Task item:
Repeat exactly every line that comes at or after the line containing "x=720, y=266", through the end of the entries below.

START Data records

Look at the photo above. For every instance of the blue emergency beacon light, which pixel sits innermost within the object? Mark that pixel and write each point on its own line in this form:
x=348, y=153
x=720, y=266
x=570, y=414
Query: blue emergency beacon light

END Data records

Exercise result:
x=720, y=266
x=570, y=414
Query: blue emergency beacon light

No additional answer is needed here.